Record set
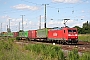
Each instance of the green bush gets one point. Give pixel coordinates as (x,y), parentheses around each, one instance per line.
(48,51)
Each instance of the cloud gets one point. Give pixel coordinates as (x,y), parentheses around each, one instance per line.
(25,7)
(66,1)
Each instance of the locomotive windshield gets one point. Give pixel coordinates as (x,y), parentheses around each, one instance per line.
(71,30)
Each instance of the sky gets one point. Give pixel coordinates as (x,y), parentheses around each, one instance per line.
(56,12)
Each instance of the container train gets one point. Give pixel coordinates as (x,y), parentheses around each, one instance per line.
(61,35)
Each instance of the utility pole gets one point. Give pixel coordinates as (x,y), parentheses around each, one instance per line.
(9,24)
(45,15)
(1,29)
(40,23)
(19,26)
(65,20)
(22,22)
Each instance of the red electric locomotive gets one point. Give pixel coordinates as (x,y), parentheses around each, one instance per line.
(63,35)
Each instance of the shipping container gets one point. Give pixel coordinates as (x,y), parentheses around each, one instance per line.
(25,33)
(42,33)
(32,34)
(15,34)
(55,34)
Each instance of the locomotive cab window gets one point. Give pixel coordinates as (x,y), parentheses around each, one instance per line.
(74,30)
(69,30)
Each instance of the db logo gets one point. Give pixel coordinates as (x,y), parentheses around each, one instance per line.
(54,34)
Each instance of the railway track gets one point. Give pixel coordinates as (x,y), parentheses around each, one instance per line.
(81,46)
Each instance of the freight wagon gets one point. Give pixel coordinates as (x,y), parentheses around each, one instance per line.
(63,35)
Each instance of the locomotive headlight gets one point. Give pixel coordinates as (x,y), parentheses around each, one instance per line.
(75,34)
(69,35)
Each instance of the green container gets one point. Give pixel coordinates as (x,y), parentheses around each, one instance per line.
(10,34)
(42,33)
(23,34)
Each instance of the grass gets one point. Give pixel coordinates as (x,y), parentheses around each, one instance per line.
(9,50)
(84,37)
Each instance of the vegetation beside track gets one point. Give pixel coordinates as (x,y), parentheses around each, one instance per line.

Exercise task
Reproduce every one of the lines above verbatim, from the first through the last, and omit the picture.

Task output
Each instance of the green bush gets one point. Give pixel coordinates as (x,y), parentheses around each, one instance per line.
(48,51)
Each instance of the cloud gets one point. Give pixel coordinates as (x,y), parentheses around each, one instance per line.
(25,7)
(66,1)
Each instance of the locomotive windshield gets one point. Give pixel coordinates as (x,y), parentheses around each, one instance per line.
(71,30)
Each instance of the sky gets one point. Give pixel coordinates as (x,y), parentheses around each, one instance per line.
(56,12)
Each instance of the container train gets one point. Give pixel coordinates as (x,y), parentheses around each, one instance per line.
(61,35)
Each instance of the utility pole gets one point. Give pixel coordinates as (x,y), parentheses around each, one instance per line.
(9,24)
(45,15)
(1,29)
(40,23)
(19,26)
(65,20)
(22,22)
Each instance of the red electric locomotive gets one point. Give pixel coordinates as (x,y), parentheses around each, one instance per line.
(63,35)
Each instance of the shipping container gets one point. Give pixel coordinates as (x,y), parentheses around each, one instance per line.
(25,33)
(42,33)
(32,34)
(15,34)
(55,34)
Each instance of the locomotive cab window gets one point. Give pixel coordinates as (x,y), parentheses around each, one instance per line.
(74,30)
(69,30)
Each instance of the db logo gets one point. Give pixel coordinates as (x,y), parentheses around each, one instance per line.
(54,34)
Each instance of the railway track gets one point. Give pixel coordinates as (x,y), parentheses around each, one instance per line.
(81,46)
Each instance of the freight wagon gets one point. Give pixel coordinates as (x,y), parentheses around each, one instance per line.
(63,35)
Each instance of the locomotive headlight gets one point. Give pixel coordinates as (x,y), parentheses around each, one instance per line.
(75,34)
(69,35)
Each instance of the green container gets one point. Give pixel coordinates as (x,y), parentheses around each, one instance per line.
(10,34)
(42,33)
(23,34)
Each instance of the grass gets one point. Give pixel coordinates as (x,y), parentheses around each, one instance per line.
(9,50)
(84,37)
Each instance of the vegetation beside track gets one point. Give pixel coordinates as (x,y), parentheses around each, one instance per line.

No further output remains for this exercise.